- _TASK TO COMPLETE_
Please count the lines in the entries below that contain the string "pull", and reply with the number alone.

- _RECORDS PROVIDED_
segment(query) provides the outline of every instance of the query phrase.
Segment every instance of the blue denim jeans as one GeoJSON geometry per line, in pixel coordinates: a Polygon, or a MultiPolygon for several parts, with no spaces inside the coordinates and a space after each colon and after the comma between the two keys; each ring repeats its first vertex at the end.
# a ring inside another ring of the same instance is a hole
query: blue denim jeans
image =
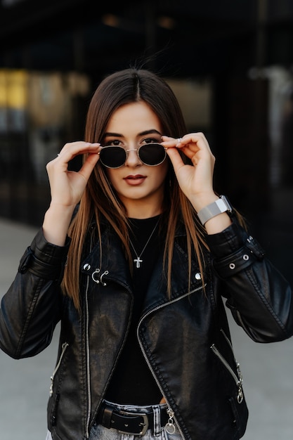
{"type": "MultiPolygon", "coordinates": [[[[148,413],[154,411],[154,426],[150,427],[143,436],[122,434],[117,429],[108,429],[101,425],[93,425],[89,434],[89,440],[182,440],[182,437],[175,425],[161,426],[159,420],[159,410],[167,409],[166,403],[150,405],[147,406],[137,406],[135,405],[117,405],[105,401],[106,403],[115,406],[118,410],[124,410],[131,413],[148,413]]],[[[167,424],[168,425],[168,424],[167,424]]],[[[48,431],[46,440],[52,440],[51,433],[48,431]]]]}

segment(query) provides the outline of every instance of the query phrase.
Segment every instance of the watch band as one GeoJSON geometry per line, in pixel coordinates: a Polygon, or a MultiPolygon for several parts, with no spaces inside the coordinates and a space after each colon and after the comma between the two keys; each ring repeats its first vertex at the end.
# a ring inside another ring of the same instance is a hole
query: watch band
{"type": "Polygon", "coordinates": [[[232,206],[227,198],[225,195],[220,195],[220,198],[217,200],[205,206],[202,209],[200,209],[200,211],[197,212],[197,216],[201,223],[204,225],[208,220],[210,220],[213,217],[223,212],[226,212],[226,211],[231,212],[232,209],[232,206]]]}

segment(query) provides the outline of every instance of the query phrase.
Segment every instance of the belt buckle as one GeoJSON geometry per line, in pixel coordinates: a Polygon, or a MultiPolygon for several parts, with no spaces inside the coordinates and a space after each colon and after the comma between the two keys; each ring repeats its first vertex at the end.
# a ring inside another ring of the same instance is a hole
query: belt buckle
{"type": "Polygon", "coordinates": [[[128,411],[124,411],[122,410],[120,410],[119,413],[121,414],[125,414],[126,415],[133,415],[134,417],[142,417],[143,418],[143,423],[140,423],[139,425],[141,425],[142,429],[140,432],[129,432],[129,431],[120,431],[120,429],[118,430],[118,432],[120,432],[121,434],[132,434],[133,435],[145,435],[145,432],[148,431],[148,415],[145,413],[129,413],[128,411]]]}

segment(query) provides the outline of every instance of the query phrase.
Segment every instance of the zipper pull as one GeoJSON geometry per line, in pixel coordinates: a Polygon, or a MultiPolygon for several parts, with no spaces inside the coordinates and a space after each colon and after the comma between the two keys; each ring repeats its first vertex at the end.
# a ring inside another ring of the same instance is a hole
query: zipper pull
{"type": "Polygon", "coordinates": [[[169,420],[165,425],[165,429],[168,432],[168,434],[172,434],[175,433],[176,427],[173,423],[173,418],[174,417],[174,413],[171,409],[168,408],[167,410],[167,414],[169,415],[169,420]]]}

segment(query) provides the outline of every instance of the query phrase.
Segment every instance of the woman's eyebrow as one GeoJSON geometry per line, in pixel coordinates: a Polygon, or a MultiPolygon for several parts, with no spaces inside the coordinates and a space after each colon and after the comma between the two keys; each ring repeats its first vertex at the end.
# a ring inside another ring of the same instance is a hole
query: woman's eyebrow
{"type": "Polygon", "coordinates": [[[123,136],[119,133],[105,133],[104,137],[106,136],[111,136],[113,138],[123,138],[123,136]]]}
{"type": "MultiPolygon", "coordinates": [[[[155,129],[150,129],[149,130],[144,130],[141,133],[138,133],[138,136],[145,136],[146,134],[159,134],[161,136],[161,133],[156,130],[155,129]]],[[[119,133],[105,133],[104,136],[112,136],[113,138],[123,138],[123,135],[119,133]]]]}
{"type": "Polygon", "coordinates": [[[150,130],[145,130],[144,131],[141,131],[141,133],[138,133],[139,136],[145,136],[145,134],[159,134],[159,136],[161,136],[162,133],[155,129],[151,129],[150,130]]]}

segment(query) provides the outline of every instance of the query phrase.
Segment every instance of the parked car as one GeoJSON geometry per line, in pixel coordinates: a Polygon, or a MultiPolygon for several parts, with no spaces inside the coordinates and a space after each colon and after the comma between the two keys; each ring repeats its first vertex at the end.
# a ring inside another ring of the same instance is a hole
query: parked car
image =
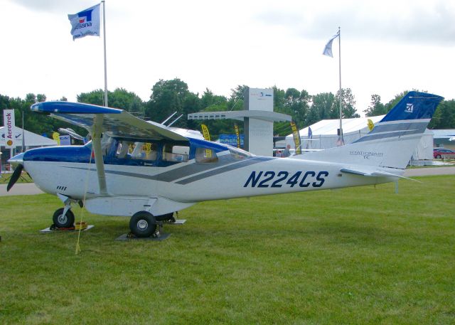
{"type": "Polygon", "coordinates": [[[433,158],[455,158],[455,151],[446,148],[434,148],[433,158]]]}

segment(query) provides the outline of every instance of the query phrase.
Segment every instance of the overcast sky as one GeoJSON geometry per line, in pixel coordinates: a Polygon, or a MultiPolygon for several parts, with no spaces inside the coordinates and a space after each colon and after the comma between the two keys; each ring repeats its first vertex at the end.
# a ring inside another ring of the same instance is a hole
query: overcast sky
{"type": "MultiPolygon", "coordinates": [[[[87,0],[0,0],[0,94],[48,100],[104,88],[102,37],[75,41],[68,14],[87,0]]],[[[342,87],[359,113],[371,95],[405,90],[455,98],[455,1],[106,1],[107,86],[148,100],[160,79],[230,95],[237,85],[311,95],[342,87]]],[[[122,107],[119,107],[122,108],[122,107]]]]}

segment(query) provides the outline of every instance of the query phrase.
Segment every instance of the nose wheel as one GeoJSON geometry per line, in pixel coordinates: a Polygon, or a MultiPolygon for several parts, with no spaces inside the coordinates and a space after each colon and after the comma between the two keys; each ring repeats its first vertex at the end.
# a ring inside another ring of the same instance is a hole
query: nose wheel
{"type": "Polygon", "coordinates": [[[129,230],[136,237],[150,237],[156,230],[156,219],[149,212],[137,212],[129,220],[129,230]]]}
{"type": "Polygon", "coordinates": [[[52,217],[54,225],[58,228],[68,228],[74,225],[74,213],[66,208],[57,209],[52,217]]]}

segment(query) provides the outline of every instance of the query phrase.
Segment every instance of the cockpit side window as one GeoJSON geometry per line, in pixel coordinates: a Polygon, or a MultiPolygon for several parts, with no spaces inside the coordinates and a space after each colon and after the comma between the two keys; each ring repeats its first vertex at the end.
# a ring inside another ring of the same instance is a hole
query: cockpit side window
{"type": "Polygon", "coordinates": [[[196,161],[197,163],[215,163],[218,157],[214,150],[208,148],[196,148],[196,161]]]}
{"type": "Polygon", "coordinates": [[[119,142],[115,156],[119,159],[156,160],[157,153],[156,144],[123,140],[119,142]]]}

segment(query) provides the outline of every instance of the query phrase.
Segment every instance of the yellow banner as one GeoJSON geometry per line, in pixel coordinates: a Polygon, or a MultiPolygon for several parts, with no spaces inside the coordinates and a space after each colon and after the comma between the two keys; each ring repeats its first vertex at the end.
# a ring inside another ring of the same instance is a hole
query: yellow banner
{"type": "Polygon", "coordinates": [[[204,139],[207,141],[210,141],[210,134],[208,133],[208,128],[205,124],[200,124],[200,127],[202,129],[202,134],[204,136],[204,139]]]}
{"type": "Polygon", "coordinates": [[[57,142],[57,144],[60,146],[60,133],[54,132],[52,134],[52,139],[57,142]]]}
{"type": "Polygon", "coordinates": [[[292,129],[292,136],[294,137],[294,143],[296,146],[296,154],[301,154],[301,146],[300,145],[300,132],[297,124],[294,121],[291,121],[291,129],[292,129]]]}

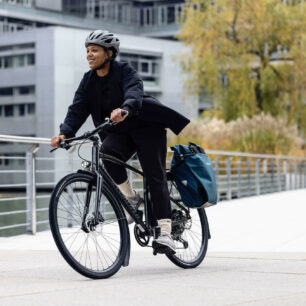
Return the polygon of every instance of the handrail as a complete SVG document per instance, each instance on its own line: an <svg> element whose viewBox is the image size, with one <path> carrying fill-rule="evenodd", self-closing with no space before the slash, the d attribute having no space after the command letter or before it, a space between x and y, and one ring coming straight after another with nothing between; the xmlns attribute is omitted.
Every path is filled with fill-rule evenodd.
<svg viewBox="0 0 306 306"><path fill-rule="evenodd" d="M38 138L38 137L24 137L14 135L0 135L0 141L6 142L20 142L31 144L50 144L51 138ZM168 149L168 152L172 152ZM207 154L211 155L225 155L225 156L237 156L237 157L251 157L251 158L277 158L277 159L294 159L305 160L306 157L292 156L292 155L273 155L273 154L255 154L235 151L219 151L219 150L205 150Z"/></svg>
<svg viewBox="0 0 306 306"><path fill-rule="evenodd" d="M77 161L75 158L77 150L70 150L69 154L64 154L66 158L56 158L55 155L38 157L39 147L41 145L50 146L50 138L0 135L0 143L1 141L28 143L29 148L26 149L25 156L6 156L0 153L0 162L5 161L2 163L3 170L0 170L0 174L4 174L1 176L1 190L10 193L13 193L14 190L22 190L25 193L24 196L16 194L17 197L15 195L12 198L1 198L1 206L6 205L7 201L10 201L10 203L18 201L18 205L15 206L14 204L11 212L1 211L0 215L9 219L10 216L13 218L14 215L22 216L24 214L26 218L25 223L22 224L3 224L3 226L0 226L0 231L26 227L28 232L35 234L39 224L48 222L45 219L46 214L41 214L41 212L46 212L47 208L41 207L41 205L45 205L46 199L50 197L50 188L54 187L61 172L67 171L67 173L70 173L77 169L75 168L76 164L74 164L74 161ZM91 144L87 143L86 145L90 146ZM168 152L171 152L170 148L168 148ZM14 155L14 152L11 153ZM206 153L213 161L219 200L306 188L306 157L217 150L206 150ZM51 156L51 154L49 155ZM12 168L6 168L6 166L10 167L10 163L6 161L9 159L22 159L23 161L22 163L13 161L12 165L16 166L16 170L13 170ZM63 160L67 160L64 165ZM50 166L49 161L54 162L54 165ZM167 159L167 163L169 161L170 159ZM137 165L139 164L139 161L135 162ZM131 163L133 164L134 160ZM24 174L25 181L23 181ZM130 172L128 174L133 189L141 191L142 181L139 177ZM15 175L10 183L7 179L9 175ZM22 177L20 177L21 175ZM36 191L43 194L38 195ZM45 194L46 191L48 191L47 194ZM0 194L0 197L3 195ZM37 201L42 202L37 205ZM24 202L26 202L26 207L24 207ZM37 215L37 212L40 213ZM15 219L14 222L17 222L17 220Z"/></svg>

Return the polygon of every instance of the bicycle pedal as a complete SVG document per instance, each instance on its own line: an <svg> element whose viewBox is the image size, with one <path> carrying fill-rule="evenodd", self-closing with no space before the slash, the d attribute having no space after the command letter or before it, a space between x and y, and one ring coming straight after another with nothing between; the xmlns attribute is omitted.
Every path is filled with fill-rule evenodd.
<svg viewBox="0 0 306 306"><path fill-rule="evenodd" d="M168 246L160 245L159 243L156 243L155 241L153 241L152 247L153 247L153 255L156 255L156 254L174 255L176 253L174 250L172 250Z"/></svg>

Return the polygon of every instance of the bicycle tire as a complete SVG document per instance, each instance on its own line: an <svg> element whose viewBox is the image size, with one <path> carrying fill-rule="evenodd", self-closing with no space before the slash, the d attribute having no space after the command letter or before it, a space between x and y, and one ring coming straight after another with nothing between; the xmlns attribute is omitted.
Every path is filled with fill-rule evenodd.
<svg viewBox="0 0 306 306"><path fill-rule="evenodd" d="M82 190L85 188L86 185L91 185L94 191L96 186L96 179L93 175L84 173L69 174L56 185L50 199L50 228L54 241L60 253L74 270L92 279L108 278L114 275L123 264L126 252L128 251L128 226L123 210L119 204L118 197L116 197L116 191L114 191L111 188L111 185L106 180L104 180L102 188L103 196L101 198L101 203L104 199L103 197L105 197L105 202L103 203L107 203L105 205L103 204L105 206L103 212L105 216L104 221L99 222L99 224L96 225L94 230L89 230L91 222L91 219L89 217L86 221L86 224L88 224L89 233L84 232L84 230L81 228L81 224L79 224L81 223L81 220L83 218L82 210L80 205L76 203L81 202L82 205L83 201L80 200L80 197L82 195ZM75 189L73 189L74 186ZM68 202L66 202L69 188L72 188L73 190L73 192L71 192L70 190L69 195L70 197L72 196L72 200L71 198L69 200L68 197ZM69 203L70 206L68 207L68 209L61 201L67 204ZM91 207L94 207L94 204L92 203L94 203L94 200L89 203L89 211L87 216L90 216L90 209ZM79 206L77 207L77 205ZM63 209L60 210L60 207L63 207ZM68 215L68 217L66 215ZM112 220L114 220L114 224L112 224ZM71 224L69 224L69 222L71 222ZM66 225L66 223L68 224ZM111 228L111 225L113 225L114 227ZM74 229L74 227L77 232L72 233L69 237L63 237L64 234L66 234L64 230L67 231L67 235L69 235L70 232L72 232L71 229ZM98 232L98 227L100 232ZM111 233L106 234L105 228L107 228L108 230L111 228ZM114 234L116 234L116 236ZM82 254L78 259L77 255L80 252L81 247L79 247L77 243L80 243L78 241L81 240L84 235L84 239L86 242L84 242L84 246L81 246L83 248L81 251ZM73 239L71 237L73 237ZM114 237L119 240L116 240ZM69 244L71 244L71 250L68 248L69 239L71 239L69 242ZM117 249L113 247L113 245L115 246L115 244ZM79 247L75 254L73 254L73 250L75 250L75 246L73 245L75 245L77 248ZM82 260L82 256L83 250L85 248L87 249L87 251L85 250L86 254L84 263L84 260ZM105 251L103 251L102 248L105 248ZM110 250L115 253L114 258L111 257ZM116 252L114 250L116 250ZM87 260L90 262L90 265L87 264ZM109 265L108 261L110 262ZM105 268L103 262L106 263Z"/></svg>
<svg viewBox="0 0 306 306"><path fill-rule="evenodd" d="M179 197L179 193L176 190L176 201L179 201L180 204L183 204L180 200L180 197L179 199L177 197ZM182 209L175 205L174 201L171 202L172 207L176 206L176 211L181 211L182 213L184 213ZM208 239L210 237L208 220L204 208L191 209L190 217L191 219L189 221L189 224L185 225L186 228L181 229L181 237L184 238L185 241L187 241L188 247L184 247L182 243L174 239L174 242L176 244L176 253L166 255L175 265L184 269L195 268L199 264L201 264L201 262L205 258L208 247ZM198 233L196 234L195 231L197 231ZM196 244L196 241L198 241L199 245L192 249L191 244Z"/></svg>

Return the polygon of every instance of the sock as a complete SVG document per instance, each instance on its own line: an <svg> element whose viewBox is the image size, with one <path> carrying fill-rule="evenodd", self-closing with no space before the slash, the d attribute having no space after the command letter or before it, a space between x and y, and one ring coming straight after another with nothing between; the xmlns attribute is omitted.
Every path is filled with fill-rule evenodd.
<svg viewBox="0 0 306 306"><path fill-rule="evenodd" d="M117 185L120 191L127 197L127 198L134 198L135 192L131 187L129 179L127 179L124 183Z"/></svg>
<svg viewBox="0 0 306 306"><path fill-rule="evenodd" d="M171 219L160 219L157 222L160 227L160 233L171 234Z"/></svg>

- _EXERCISE ANSWER_
2